- Text -
The yards are being uprooted from their historic home to accommodate a new 526,000-square-foot equestrian center, one of eight buildings expected to rise on the National Western Center grounds by 2023.

Paul Andrews, the National Western Stock Show’s president and CEO, points out their future home also is historically cattle country. The 20 acres they are moving to on the north end of the grounds at one point were part of a massive complex of stockyards in the area, active year-round with cattle, pigs and sheep brought in by rail to be slaughtered and processed in the surrounding meatpacking plants.

When the new yards are completed in 2021, the pens won’t be permanent, wooden structures anymore. A majority will be temporary, giving the National Western Center Authority, formed to manage the 250-acre property into the future, flexibility to book concerts and other special events when the area isn’t crawling with critters for 16 days each January.

“Between now and 2023, you’re going to witness a rebirth that, frankly, has never happened at this site,” Andrews said. “I’m excited for this time period.”

An artist’s rendering of the new National Western Center project in Denver.

Not everyone is enthusiastic for the changes ahead.

One of the best things about going to the stock show for Joey Freund, manager and co-owner of Running Creek Ranch near Elizabeth, is seeing people he has gotten to know through the years. The yards, with their maze of pens and catwalks, are where a lot of business and catching up take place.

“Gosh, if they tear down the old stockyards, can we ever duplicate what happened in the old ones with the new set of pens? It will definitely have a different feel,” Freund said.

He wonders if the all the construction, including on Interstate 70, which runs along the southern edge of the National Western complex, will discourage visitors in the years ahead.

One upside to the renovation: “Less slivers from all those old boards,” Freund said.

Official say construction work will shut down every year at stock show time. But the campus will be squeezed, shifted and shuffled to accommodate it. The process is sure to disorient longtime participants, even if construction crews go out of their way to minimize disruption.

This week, Andrews is focused on the task at hand: the 113th National Western Stock Show. Early demolition work has cleared the way for about 500 to 700 more free parking spots on the grounds this year. Andrews is touting it as the most parking in the event’s history, a welcome luxury after work on a now-completed Brighton Boulevard snarled event traffic last year.

He, too, recommends a visit to the old yards.

“This is the most prestigious livestock show in the world,” he said. “To win here puts you on the map forever as a livestock producer.”

Where better to appreciate that than on the ground where the animals have been shown for more than a century?

A bit of historical context to keep in mind regarding the bovines: The grand champion steer in 1906 sold for 33 cents per pound. In 2018, the top steer sold for $140,000, roughly $104 per pound.

The old yards, and the National Western complex itself, may have been abandoned altogether had Denver not thrown its municipal weight behind redevelopment. There once was talk of moving the stock show to Aurora, near where the Gaylord Rockies Resort is today.

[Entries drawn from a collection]
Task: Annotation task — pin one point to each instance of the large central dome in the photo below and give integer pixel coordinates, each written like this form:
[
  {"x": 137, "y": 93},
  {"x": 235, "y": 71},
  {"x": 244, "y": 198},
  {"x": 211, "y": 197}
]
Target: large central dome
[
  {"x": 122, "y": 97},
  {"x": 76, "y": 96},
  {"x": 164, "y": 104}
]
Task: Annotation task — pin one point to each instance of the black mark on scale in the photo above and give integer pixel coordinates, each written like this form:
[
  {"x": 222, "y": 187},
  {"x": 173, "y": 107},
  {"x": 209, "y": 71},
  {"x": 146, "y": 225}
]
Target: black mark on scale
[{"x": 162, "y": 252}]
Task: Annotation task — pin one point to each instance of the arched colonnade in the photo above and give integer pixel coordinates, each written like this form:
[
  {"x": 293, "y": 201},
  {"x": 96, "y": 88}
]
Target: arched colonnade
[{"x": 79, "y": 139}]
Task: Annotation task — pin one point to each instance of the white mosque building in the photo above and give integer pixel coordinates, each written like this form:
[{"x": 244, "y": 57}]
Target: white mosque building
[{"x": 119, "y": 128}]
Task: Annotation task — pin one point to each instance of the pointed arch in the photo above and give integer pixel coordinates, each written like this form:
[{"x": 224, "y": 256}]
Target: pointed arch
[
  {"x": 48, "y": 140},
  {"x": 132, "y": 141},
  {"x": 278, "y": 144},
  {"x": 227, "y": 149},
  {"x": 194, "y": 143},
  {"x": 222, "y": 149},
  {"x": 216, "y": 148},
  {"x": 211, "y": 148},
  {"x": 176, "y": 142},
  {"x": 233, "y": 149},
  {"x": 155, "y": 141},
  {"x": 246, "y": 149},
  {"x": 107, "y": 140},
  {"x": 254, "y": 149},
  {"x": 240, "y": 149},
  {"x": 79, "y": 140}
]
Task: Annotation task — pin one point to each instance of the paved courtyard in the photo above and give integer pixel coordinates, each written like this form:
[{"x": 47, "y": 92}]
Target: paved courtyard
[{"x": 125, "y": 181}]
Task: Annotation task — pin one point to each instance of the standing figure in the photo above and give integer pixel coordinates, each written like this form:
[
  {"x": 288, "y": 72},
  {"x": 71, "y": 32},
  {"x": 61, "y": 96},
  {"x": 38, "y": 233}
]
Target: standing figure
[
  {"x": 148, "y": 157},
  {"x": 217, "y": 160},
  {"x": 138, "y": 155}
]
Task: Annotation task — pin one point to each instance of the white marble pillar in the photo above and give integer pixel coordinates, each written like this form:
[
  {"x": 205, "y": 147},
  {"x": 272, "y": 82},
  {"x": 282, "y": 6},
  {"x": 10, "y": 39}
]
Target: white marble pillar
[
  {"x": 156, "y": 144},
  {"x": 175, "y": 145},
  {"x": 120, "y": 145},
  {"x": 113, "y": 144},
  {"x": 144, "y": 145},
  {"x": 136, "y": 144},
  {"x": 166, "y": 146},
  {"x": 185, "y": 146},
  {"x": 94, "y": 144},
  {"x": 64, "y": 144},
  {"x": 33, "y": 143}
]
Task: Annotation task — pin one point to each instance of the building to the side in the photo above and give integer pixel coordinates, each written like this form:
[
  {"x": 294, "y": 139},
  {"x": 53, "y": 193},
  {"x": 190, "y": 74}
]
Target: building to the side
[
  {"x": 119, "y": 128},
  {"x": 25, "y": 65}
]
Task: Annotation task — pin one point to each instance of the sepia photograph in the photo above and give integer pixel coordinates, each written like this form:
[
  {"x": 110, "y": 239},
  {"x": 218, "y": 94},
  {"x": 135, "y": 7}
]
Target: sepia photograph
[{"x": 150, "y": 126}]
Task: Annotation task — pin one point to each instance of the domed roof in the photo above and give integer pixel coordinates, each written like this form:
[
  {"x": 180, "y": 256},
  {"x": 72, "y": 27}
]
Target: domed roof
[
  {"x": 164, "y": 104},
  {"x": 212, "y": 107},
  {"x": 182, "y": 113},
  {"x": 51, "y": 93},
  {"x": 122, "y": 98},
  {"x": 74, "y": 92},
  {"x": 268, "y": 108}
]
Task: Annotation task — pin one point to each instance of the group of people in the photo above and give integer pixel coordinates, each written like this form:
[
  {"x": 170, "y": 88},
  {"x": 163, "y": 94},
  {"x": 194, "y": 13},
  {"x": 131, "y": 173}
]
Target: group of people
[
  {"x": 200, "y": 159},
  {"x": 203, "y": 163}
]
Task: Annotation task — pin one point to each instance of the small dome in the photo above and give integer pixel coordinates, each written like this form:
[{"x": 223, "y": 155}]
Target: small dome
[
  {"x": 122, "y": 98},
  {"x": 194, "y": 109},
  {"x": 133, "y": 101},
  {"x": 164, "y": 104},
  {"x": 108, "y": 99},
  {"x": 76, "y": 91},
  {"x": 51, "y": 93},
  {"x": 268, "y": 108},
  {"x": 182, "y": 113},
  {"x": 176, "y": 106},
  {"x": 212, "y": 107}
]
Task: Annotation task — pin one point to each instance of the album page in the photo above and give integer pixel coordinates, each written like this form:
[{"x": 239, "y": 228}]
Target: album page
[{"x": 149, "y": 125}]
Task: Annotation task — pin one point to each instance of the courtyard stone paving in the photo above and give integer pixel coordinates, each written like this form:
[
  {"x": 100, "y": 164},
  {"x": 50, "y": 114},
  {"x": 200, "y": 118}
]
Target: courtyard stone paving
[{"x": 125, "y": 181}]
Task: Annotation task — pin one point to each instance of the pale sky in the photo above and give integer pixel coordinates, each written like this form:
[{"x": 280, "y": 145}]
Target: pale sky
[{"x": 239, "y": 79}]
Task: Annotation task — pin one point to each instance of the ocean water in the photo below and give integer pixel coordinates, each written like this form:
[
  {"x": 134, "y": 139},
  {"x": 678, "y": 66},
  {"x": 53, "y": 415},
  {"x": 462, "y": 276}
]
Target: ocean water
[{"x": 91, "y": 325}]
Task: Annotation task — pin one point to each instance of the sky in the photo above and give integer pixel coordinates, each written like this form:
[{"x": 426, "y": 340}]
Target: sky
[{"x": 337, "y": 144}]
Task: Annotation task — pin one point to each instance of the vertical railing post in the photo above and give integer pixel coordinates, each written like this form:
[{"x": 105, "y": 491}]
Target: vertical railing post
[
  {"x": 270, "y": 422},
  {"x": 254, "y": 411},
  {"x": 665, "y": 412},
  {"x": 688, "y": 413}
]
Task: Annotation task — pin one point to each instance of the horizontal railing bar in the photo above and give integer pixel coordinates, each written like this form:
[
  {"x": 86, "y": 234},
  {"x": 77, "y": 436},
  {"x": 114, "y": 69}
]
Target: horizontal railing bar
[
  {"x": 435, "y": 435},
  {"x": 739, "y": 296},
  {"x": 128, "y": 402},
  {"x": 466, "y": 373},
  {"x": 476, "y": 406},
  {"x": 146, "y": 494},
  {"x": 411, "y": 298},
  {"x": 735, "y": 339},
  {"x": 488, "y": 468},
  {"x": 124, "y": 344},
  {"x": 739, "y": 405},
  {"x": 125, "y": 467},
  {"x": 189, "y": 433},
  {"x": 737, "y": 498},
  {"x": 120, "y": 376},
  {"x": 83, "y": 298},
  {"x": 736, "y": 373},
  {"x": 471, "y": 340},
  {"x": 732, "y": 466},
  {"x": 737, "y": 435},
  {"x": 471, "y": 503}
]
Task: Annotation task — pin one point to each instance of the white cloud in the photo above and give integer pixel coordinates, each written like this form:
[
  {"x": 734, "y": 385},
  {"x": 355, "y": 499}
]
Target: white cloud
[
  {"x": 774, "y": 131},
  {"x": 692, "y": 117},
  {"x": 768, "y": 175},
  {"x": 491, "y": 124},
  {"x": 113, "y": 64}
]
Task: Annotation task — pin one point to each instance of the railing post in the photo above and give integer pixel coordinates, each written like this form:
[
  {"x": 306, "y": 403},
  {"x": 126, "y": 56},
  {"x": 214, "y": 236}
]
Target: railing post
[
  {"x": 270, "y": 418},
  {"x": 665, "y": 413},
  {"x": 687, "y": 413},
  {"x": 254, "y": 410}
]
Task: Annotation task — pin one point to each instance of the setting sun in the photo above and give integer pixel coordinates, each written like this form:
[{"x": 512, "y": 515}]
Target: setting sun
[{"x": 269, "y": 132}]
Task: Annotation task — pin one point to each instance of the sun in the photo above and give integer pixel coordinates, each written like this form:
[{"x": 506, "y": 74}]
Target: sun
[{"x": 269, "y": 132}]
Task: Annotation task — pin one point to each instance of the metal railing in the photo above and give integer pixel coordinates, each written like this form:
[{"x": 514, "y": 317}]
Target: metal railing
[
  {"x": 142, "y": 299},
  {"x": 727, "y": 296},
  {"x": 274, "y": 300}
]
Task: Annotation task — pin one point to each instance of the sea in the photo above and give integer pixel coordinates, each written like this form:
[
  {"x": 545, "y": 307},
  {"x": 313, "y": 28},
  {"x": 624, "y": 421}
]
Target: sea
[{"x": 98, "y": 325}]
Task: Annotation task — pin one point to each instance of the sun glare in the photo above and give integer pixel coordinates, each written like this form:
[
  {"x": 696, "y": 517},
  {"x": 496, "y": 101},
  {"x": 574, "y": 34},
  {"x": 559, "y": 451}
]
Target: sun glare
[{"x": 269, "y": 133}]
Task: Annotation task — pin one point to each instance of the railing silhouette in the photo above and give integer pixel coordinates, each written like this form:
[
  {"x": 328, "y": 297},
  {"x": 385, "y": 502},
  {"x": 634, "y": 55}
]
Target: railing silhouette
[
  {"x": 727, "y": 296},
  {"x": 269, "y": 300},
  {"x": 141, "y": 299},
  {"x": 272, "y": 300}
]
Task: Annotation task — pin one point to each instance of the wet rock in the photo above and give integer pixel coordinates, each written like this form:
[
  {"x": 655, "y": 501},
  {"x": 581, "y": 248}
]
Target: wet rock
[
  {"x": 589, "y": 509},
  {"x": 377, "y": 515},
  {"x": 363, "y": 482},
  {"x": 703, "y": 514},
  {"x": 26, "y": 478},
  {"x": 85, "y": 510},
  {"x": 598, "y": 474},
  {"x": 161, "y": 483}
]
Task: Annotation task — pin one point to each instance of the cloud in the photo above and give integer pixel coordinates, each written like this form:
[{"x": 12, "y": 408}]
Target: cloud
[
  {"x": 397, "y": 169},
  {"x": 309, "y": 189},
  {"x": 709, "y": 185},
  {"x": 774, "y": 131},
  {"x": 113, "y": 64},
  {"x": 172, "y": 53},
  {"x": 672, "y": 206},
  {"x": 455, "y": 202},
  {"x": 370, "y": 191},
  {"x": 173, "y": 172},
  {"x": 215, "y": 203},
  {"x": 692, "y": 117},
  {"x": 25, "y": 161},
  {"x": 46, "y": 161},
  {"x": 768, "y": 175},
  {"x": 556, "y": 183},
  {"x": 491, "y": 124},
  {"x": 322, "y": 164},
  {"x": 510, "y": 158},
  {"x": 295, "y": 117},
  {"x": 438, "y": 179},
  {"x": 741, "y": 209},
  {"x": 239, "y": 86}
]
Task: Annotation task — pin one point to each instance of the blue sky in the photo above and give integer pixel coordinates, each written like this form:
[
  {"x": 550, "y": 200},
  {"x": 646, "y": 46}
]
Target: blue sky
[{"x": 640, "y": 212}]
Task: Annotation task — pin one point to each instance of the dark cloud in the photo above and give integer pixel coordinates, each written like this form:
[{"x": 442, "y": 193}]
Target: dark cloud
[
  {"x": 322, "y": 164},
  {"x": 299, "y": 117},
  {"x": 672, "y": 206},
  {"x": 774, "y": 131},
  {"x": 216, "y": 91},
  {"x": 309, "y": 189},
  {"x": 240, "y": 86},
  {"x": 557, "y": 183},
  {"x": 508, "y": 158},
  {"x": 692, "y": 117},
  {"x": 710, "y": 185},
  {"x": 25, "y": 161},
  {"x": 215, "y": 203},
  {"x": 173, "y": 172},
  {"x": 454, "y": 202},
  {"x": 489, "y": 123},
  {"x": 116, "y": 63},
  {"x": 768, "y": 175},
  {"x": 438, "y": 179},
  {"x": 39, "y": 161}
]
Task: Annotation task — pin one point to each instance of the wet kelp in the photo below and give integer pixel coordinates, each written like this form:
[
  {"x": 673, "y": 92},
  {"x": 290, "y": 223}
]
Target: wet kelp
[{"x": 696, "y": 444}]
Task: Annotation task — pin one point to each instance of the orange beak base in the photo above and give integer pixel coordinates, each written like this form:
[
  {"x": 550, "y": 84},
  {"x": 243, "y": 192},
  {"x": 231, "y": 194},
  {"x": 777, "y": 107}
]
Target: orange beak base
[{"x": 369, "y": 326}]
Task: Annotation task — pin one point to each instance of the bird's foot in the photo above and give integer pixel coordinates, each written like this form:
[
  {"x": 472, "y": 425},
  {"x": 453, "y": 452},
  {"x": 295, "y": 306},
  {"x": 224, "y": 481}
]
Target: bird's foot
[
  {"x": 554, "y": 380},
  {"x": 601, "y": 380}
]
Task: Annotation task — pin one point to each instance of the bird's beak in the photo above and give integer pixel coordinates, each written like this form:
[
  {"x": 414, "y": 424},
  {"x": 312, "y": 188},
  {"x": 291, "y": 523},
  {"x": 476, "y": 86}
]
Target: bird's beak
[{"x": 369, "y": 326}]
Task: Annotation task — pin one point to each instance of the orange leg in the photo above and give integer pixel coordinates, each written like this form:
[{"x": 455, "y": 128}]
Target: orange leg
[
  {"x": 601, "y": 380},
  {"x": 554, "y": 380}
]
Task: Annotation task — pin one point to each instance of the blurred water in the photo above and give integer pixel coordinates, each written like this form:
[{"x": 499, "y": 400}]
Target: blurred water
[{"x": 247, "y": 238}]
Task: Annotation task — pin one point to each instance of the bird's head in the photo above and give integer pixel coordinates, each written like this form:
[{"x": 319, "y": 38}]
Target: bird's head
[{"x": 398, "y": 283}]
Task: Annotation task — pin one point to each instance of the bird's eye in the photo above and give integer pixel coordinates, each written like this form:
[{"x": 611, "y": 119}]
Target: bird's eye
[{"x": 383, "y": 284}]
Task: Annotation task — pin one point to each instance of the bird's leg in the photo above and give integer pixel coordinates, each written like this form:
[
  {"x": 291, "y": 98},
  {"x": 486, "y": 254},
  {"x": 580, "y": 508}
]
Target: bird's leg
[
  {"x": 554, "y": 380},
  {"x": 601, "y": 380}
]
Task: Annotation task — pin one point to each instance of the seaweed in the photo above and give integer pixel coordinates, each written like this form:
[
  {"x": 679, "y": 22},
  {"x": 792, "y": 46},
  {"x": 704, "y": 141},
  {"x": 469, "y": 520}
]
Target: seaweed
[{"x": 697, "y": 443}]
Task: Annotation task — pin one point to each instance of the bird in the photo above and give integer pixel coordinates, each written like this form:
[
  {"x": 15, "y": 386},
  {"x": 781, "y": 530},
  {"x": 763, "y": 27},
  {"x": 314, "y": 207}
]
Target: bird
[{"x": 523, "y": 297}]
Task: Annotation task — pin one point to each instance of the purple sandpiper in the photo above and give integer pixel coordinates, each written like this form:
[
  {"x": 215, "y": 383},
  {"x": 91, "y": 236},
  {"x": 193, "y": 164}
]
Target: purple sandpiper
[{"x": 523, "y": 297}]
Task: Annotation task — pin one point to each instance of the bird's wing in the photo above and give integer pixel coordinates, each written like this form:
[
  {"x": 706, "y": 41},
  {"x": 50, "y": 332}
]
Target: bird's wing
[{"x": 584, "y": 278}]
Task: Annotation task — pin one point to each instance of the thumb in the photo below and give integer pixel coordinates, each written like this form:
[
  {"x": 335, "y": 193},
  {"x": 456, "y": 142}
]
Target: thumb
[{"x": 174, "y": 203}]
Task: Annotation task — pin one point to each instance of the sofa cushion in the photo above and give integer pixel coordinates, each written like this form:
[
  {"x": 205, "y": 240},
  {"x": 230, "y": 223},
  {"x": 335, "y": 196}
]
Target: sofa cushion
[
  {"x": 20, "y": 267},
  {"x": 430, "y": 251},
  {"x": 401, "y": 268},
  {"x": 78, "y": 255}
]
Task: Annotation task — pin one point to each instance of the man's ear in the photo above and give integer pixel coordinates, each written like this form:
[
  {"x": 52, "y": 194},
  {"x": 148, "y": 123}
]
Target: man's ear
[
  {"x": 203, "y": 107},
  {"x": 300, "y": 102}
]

- Directive 1 -
In the stock show article, what price per pound did the grand champion steer sell for in 1906?
- Directive 2 -
Using the stock show article, decide whether each statement agrees with it, answering yes or no and quoting the deciding words: (a) The new equestrian center will cover 526,000 square feet. (b) Most pens in the new yards will be permanent wooden structures. (c) Construction work will continue through stock show time each year.
- Directive 3 -
Return the part of the stock show article from "This week, Andrews" up to and including "the old yards.".

- Expected answer 1 -
33 cents per pound.

- Expected answer 2 -
(a) Yes: "a new 526,000-square-foot equestrian center"
(b) No: "the pens won’t be permanent, wooden structures anymore. A majority will be temporary"
(c) No: "Official say construction work will shut down every year at stock show time."

- Expected answer 3 -
This week, Andrews is focused on the task at hand: the 113th National Western Stock Show. Early demolition work has cleared the way for about 500 to 700 more free parking spots on the grounds this year. Andrews is touting it as the most parking in the event’s history, a welcome luxury after work on a now-completed Brighton Boulevard snarled event traffic last year.

He, too, recommends a visit to the old yards.